Your assignment :: Go through the entries and transcribe each one exactly, dropping the pictures.

Dataset excerpts ::
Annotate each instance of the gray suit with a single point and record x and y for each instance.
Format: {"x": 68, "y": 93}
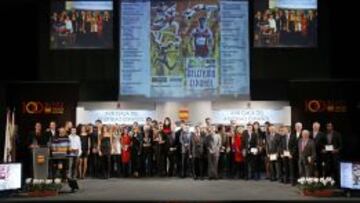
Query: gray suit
{"x": 273, "y": 146}
{"x": 197, "y": 153}
{"x": 306, "y": 167}
{"x": 185, "y": 145}
{"x": 213, "y": 146}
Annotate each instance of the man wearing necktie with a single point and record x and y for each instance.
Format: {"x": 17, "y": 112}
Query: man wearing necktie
{"x": 273, "y": 149}
{"x": 331, "y": 152}
{"x": 319, "y": 139}
{"x": 251, "y": 141}
{"x": 289, "y": 151}
{"x": 307, "y": 154}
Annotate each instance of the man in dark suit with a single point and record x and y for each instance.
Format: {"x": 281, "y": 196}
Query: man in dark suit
{"x": 318, "y": 138}
{"x": 178, "y": 132}
{"x": 307, "y": 154}
{"x": 331, "y": 152}
{"x": 297, "y": 134}
{"x": 288, "y": 152}
{"x": 51, "y": 134}
{"x": 197, "y": 153}
{"x": 251, "y": 144}
{"x": 272, "y": 152}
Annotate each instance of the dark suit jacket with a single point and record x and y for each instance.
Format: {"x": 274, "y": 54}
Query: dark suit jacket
{"x": 177, "y": 141}
{"x": 335, "y": 140}
{"x": 319, "y": 141}
{"x": 50, "y": 136}
{"x": 197, "y": 146}
{"x": 309, "y": 150}
{"x": 292, "y": 146}
{"x": 250, "y": 142}
{"x": 273, "y": 146}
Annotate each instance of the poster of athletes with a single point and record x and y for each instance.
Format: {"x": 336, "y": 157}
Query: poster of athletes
{"x": 185, "y": 43}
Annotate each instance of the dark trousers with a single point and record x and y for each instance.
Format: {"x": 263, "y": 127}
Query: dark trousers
{"x": 116, "y": 165}
{"x": 60, "y": 172}
{"x": 73, "y": 166}
{"x": 213, "y": 161}
{"x": 305, "y": 168}
{"x": 106, "y": 165}
{"x": 274, "y": 170}
{"x": 205, "y": 165}
{"x": 288, "y": 170}
{"x": 239, "y": 169}
{"x": 332, "y": 166}
{"x": 179, "y": 163}
{"x": 223, "y": 165}
{"x": 135, "y": 162}
{"x": 172, "y": 164}
{"x": 197, "y": 167}
{"x": 146, "y": 164}
{"x": 319, "y": 168}
{"x": 126, "y": 169}
{"x": 184, "y": 163}
{"x": 94, "y": 165}
{"x": 161, "y": 163}
{"x": 252, "y": 167}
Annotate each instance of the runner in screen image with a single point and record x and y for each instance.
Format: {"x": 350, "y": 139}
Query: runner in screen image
{"x": 202, "y": 39}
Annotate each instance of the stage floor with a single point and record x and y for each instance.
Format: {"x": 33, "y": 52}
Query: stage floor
{"x": 174, "y": 189}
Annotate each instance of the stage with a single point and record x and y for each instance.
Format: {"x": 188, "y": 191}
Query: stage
{"x": 175, "y": 189}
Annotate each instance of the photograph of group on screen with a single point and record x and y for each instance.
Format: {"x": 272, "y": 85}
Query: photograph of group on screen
{"x": 81, "y": 24}
{"x": 285, "y": 23}
{"x": 356, "y": 175}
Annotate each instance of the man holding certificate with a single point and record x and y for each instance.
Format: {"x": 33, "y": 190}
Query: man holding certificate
{"x": 289, "y": 151}
{"x": 273, "y": 140}
{"x": 307, "y": 154}
{"x": 331, "y": 151}
{"x": 252, "y": 152}
{"x": 318, "y": 138}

Answer to this task ::
Annotate each instance of the gray suit with a single point and record x and y for each instance.
Format: {"x": 68, "y": 93}
Query: gray suit
{"x": 273, "y": 146}
{"x": 197, "y": 153}
{"x": 306, "y": 167}
{"x": 185, "y": 145}
{"x": 213, "y": 146}
Annotate each instance of the man wearing necktie with a single point and record x and y for each instance.
Format: {"x": 17, "y": 112}
Query: man wearing necktie
{"x": 273, "y": 149}
{"x": 331, "y": 152}
{"x": 319, "y": 139}
{"x": 251, "y": 141}
{"x": 289, "y": 151}
{"x": 307, "y": 154}
Annotate each instance of the man in dark suit with a single point and record x and y for each instance.
Format: {"x": 281, "y": 196}
Query: man in dark suit
{"x": 318, "y": 138}
{"x": 178, "y": 132}
{"x": 307, "y": 154}
{"x": 331, "y": 152}
{"x": 297, "y": 134}
{"x": 288, "y": 152}
{"x": 51, "y": 134}
{"x": 197, "y": 153}
{"x": 251, "y": 144}
{"x": 272, "y": 152}
Annotate each instance of the dark suit jacket with a single point and record x and y for each instance.
Format: {"x": 274, "y": 54}
Query: dark suit jacket
{"x": 177, "y": 141}
{"x": 335, "y": 140}
{"x": 319, "y": 141}
{"x": 50, "y": 136}
{"x": 197, "y": 146}
{"x": 309, "y": 150}
{"x": 292, "y": 146}
{"x": 250, "y": 142}
{"x": 273, "y": 146}
Annotate each instance of the poster of athletes with a single point and record x and y for each instance.
Format: {"x": 336, "y": 157}
Query: poster of athletes
{"x": 185, "y": 43}
Annotate each instance of the dark trousers with a single point and record x and y for each instance.
Format: {"x": 263, "y": 127}
Query: dark trousers
{"x": 116, "y": 165}
{"x": 60, "y": 172}
{"x": 73, "y": 166}
{"x": 213, "y": 161}
{"x": 305, "y": 168}
{"x": 106, "y": 165}
{"x": 274, "y": 170}
{"x": 205, "y": 165}
{"x": 288, "y": 170}
{"x": 239, "y": 169}
{"x": 332, "y": 166}
{"x": 179, "y": 163}
{"x": 223, "y": 165}
{"x": 135, "y": 162}
{"x": 172, "y": 164}
{"x": 197, "y": 167}
{"x": 146, "y": 164}
{"x": 319, "y": 168}
{"x": 126, "y": 169}
{"x": 184, "y": 163}
{"x": 94, "y": 165}
{"x": 161, "y": 163}
{"x": 252, "y": 167}
Annotate each instance of the runner in screen image with a single point and record x and y for each instance.
Format: {"x": 350, "y": 139}
Query: runner in screen image
{"x": 202, "y": 39}
Annotate each instance of the stage floor with a single point and record x and y for each instance.
Format: {"x": 33, "y": 52}
Query: stage floor
{"x": 174, "y": 189}
Annotate each instance of the stage with a single point and record x and y for each instance.
Format: {"x": 188, "y": 191}
Query: stage
{"x": 175, "y": 189}
Annotate each instance of the photograph of group on screen with a single point and record x and y for each instance.
Format: {"x": 272, "y": 85}
Query: photograph of group on screen
{"x": 81, "y": 24}
{"x": 285, "y": 23}
{"x": 356, "y": 175}
Annotate each instance of the man holding certificate with a single point and record x and y for each instance.
Format: {"x": 33, "y": 190}
Query: man holding certificate
{"x": 289, "y": 151}
{"x": 273, "y": 140}
{"x": 307, "y": 154}
{"x": 331, "y": 151}
{"x": 252, "y": 152}
{"x": 318, "y": 138}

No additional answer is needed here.